Segment Start: EXTRACTED RECORDS

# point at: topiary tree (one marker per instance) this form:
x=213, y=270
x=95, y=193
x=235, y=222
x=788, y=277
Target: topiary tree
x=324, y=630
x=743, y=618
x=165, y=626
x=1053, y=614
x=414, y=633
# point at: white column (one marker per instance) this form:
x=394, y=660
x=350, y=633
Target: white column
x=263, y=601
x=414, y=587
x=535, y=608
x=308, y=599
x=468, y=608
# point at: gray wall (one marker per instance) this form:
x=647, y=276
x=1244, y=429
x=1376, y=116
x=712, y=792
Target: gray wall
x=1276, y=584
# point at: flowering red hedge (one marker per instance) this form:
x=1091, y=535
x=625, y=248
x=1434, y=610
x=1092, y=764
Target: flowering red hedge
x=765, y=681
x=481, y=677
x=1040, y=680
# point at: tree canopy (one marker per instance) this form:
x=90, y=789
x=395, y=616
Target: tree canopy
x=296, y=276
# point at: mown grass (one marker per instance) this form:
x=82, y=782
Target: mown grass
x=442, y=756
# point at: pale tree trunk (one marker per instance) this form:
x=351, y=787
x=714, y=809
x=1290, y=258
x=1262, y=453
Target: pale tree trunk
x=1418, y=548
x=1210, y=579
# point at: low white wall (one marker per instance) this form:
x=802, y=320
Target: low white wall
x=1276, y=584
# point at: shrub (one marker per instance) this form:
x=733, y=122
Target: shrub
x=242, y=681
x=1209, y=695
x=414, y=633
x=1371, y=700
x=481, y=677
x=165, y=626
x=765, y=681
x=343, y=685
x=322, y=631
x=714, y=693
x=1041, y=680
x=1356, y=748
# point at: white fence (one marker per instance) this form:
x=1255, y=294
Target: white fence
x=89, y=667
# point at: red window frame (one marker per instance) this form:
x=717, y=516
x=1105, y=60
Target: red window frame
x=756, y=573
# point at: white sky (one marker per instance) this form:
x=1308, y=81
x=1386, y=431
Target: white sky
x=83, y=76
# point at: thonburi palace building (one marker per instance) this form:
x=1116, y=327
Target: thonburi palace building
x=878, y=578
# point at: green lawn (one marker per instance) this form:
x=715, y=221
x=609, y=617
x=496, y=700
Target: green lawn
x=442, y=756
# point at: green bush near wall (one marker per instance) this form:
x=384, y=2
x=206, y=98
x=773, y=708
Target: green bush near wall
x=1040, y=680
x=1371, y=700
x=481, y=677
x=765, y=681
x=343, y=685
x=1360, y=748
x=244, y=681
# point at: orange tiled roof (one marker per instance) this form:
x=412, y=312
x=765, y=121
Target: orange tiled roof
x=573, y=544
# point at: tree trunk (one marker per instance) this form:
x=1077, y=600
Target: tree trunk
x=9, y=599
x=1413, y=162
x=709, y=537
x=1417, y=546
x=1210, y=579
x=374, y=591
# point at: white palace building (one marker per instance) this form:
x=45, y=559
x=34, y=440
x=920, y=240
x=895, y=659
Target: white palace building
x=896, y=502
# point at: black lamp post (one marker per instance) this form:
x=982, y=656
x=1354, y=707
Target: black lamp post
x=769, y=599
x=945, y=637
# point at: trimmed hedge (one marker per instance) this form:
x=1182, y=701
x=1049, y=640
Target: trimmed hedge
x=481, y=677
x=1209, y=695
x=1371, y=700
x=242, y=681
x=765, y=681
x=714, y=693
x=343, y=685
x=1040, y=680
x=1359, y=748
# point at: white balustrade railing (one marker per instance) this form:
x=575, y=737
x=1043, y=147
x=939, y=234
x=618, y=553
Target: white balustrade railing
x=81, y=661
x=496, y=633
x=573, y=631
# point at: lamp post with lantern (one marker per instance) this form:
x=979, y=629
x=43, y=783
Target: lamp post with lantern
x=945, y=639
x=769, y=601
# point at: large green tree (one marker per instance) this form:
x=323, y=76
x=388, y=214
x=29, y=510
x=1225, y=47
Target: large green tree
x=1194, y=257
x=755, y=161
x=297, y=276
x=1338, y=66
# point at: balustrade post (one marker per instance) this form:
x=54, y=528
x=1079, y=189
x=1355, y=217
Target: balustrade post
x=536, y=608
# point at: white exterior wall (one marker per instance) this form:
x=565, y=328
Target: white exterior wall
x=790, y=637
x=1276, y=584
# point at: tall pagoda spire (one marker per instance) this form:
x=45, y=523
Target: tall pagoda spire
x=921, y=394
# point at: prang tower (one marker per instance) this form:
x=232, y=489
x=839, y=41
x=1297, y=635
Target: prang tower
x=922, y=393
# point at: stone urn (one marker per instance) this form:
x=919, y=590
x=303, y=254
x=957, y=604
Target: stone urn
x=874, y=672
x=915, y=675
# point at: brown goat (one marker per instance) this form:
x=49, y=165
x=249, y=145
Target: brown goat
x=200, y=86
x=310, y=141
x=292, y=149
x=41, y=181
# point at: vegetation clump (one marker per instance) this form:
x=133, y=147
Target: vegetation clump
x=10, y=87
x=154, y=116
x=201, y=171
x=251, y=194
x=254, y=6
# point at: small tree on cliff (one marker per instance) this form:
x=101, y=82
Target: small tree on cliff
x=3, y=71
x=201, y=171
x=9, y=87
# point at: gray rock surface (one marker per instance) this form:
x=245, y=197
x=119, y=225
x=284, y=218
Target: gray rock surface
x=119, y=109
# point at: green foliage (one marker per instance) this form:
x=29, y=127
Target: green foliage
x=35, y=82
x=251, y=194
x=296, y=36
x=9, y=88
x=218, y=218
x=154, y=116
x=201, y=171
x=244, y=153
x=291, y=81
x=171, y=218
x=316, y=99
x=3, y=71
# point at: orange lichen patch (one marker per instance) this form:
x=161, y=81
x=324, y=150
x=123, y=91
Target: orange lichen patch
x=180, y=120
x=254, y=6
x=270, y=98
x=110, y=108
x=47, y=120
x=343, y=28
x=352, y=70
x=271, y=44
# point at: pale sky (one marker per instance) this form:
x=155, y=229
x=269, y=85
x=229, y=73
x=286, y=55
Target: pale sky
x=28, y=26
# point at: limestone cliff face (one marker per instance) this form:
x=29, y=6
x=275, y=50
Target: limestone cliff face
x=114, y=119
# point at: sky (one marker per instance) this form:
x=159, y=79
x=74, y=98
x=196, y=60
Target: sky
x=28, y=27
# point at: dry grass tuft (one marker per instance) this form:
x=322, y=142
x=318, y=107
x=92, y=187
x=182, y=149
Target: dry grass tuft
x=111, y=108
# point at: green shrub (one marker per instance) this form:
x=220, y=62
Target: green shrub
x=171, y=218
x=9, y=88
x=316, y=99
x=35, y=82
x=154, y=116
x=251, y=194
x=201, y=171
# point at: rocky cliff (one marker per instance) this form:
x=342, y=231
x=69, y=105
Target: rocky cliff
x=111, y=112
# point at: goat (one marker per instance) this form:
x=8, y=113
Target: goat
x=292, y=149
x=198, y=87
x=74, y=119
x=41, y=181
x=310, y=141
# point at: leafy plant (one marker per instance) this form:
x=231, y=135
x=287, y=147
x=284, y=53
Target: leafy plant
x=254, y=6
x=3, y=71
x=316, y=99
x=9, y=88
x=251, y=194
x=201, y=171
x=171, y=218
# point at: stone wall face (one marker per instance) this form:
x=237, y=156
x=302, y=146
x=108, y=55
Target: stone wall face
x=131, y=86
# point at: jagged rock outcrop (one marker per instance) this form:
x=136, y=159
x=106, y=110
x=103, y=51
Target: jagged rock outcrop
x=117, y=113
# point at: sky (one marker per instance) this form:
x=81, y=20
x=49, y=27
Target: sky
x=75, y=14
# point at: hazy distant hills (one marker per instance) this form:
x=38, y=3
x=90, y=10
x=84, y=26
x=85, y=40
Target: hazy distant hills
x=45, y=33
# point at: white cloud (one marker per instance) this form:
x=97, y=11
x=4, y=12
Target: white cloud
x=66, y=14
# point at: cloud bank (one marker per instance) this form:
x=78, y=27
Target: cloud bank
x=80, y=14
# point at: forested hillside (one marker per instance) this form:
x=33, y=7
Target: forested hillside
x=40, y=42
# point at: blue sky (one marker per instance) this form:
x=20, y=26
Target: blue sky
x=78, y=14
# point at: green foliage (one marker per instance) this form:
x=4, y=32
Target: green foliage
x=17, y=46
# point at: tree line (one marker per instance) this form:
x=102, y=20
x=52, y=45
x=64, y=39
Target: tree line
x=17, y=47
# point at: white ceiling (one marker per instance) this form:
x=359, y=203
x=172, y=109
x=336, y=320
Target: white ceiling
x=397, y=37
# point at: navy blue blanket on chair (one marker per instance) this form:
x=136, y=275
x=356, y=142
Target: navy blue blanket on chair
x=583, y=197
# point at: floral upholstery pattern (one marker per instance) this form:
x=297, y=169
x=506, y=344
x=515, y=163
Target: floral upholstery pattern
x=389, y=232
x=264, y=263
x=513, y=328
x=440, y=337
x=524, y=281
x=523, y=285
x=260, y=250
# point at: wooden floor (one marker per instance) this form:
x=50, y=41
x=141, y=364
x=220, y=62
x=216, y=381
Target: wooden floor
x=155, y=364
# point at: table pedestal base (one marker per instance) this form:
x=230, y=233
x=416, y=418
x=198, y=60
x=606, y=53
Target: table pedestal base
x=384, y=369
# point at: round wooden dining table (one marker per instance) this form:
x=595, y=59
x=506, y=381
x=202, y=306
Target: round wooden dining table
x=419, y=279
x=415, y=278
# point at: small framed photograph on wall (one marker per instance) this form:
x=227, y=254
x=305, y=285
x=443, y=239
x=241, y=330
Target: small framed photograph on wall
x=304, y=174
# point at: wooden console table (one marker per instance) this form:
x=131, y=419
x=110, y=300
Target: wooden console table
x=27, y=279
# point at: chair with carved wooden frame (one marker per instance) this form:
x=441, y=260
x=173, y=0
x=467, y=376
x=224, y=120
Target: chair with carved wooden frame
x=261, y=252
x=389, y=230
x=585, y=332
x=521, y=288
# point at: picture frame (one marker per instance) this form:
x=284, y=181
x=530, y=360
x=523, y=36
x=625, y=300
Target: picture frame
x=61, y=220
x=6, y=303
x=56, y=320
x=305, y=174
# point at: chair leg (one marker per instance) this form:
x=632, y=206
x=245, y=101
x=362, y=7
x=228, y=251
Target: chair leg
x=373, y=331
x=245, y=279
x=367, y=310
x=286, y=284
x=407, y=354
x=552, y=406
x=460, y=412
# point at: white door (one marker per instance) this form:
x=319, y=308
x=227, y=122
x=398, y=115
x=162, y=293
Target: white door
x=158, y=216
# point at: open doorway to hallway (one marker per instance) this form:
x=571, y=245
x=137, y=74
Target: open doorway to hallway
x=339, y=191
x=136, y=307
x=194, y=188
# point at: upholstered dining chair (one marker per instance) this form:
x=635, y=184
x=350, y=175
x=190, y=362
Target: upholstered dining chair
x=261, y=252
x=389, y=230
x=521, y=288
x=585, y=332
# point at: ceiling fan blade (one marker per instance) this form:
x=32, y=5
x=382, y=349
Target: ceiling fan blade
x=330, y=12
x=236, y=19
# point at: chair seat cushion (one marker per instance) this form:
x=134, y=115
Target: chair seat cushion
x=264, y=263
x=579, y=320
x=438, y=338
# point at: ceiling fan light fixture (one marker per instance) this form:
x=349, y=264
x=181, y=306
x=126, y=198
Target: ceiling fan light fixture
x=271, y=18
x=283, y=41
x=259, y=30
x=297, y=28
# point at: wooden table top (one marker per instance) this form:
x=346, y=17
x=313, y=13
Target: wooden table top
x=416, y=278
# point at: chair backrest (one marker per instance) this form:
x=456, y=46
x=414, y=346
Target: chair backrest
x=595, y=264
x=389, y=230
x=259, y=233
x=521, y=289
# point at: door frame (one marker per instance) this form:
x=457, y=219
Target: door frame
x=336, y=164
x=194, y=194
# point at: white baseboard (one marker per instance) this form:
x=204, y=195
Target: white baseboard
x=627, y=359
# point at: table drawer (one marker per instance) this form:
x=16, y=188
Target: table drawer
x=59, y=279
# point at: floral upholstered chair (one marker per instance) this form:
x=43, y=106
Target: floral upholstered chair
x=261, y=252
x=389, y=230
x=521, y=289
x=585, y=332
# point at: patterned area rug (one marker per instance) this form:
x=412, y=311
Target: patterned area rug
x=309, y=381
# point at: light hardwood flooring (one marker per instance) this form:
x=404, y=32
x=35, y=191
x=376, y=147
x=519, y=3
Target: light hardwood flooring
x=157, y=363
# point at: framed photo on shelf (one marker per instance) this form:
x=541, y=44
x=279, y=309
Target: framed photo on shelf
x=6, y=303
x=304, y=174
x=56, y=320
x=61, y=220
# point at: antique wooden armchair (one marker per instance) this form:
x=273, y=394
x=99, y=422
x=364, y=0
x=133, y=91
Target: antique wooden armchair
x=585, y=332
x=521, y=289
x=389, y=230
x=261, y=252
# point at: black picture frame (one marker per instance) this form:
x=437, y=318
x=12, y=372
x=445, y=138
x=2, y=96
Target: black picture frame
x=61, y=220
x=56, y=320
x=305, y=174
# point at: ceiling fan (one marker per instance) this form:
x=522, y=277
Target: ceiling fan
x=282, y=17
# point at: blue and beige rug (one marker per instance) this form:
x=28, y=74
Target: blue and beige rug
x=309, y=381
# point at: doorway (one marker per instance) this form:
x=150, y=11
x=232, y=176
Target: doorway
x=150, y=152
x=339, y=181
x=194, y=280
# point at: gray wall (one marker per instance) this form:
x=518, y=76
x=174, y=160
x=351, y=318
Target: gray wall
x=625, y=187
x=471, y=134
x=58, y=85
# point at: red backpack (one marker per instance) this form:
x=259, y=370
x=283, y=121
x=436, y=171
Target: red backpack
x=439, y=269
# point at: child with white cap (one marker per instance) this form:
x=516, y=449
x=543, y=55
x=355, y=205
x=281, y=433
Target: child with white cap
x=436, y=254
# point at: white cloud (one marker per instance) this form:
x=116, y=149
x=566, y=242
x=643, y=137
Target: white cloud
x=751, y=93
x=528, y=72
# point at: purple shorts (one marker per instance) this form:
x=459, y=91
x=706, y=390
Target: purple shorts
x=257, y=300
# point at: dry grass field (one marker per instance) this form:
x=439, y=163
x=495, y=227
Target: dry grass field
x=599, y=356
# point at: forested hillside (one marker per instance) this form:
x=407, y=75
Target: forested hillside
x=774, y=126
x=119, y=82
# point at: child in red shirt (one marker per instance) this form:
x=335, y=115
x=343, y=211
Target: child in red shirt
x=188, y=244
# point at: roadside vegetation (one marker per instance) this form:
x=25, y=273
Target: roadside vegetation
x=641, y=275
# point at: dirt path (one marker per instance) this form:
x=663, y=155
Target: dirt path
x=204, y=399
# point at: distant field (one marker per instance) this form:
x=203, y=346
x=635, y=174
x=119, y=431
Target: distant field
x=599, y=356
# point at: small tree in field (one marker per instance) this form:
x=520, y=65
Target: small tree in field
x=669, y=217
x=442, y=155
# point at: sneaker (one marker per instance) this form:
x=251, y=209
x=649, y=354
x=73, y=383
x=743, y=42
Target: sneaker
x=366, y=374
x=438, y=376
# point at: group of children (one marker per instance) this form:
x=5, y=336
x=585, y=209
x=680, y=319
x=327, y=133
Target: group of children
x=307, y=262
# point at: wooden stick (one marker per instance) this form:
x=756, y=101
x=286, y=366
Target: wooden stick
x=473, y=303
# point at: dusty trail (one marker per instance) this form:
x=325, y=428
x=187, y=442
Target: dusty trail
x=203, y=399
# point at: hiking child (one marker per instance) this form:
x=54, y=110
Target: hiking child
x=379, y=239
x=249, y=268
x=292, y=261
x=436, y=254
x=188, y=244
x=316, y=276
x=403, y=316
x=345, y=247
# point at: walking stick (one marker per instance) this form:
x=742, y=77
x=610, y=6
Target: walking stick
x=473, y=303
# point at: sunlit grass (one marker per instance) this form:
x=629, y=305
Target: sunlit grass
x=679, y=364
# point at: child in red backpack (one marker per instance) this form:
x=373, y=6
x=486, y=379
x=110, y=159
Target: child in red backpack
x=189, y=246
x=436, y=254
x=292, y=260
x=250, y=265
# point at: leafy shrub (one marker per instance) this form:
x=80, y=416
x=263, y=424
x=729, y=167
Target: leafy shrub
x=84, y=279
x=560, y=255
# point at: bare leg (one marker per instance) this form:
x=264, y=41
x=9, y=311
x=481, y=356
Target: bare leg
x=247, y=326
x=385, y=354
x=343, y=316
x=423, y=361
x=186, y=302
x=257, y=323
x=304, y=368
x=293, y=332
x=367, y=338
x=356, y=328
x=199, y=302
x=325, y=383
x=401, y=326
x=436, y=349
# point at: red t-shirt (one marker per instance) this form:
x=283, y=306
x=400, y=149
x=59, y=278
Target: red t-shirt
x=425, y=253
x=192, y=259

Segment End: EXTRACTED RECORDS

Your reply is to repeat, unchanged, the lines above running from the one with "x=520, y=65" up to and including the one with "x=680, y=319".

x=520, y=65
Target: small tree in field
x=669, y=217
x=442, y=155
# point at: sneaker (one marker per instance) this form:
x=251, y=209
x=649, y=354
x=73, y=383
x=743, y=42
Target: sneaker
x=366, y=374
x=438, y=376
# point at: group of children (one marker per instance) this form:
x=5, y=336
x=585, y=209
x=680, y=319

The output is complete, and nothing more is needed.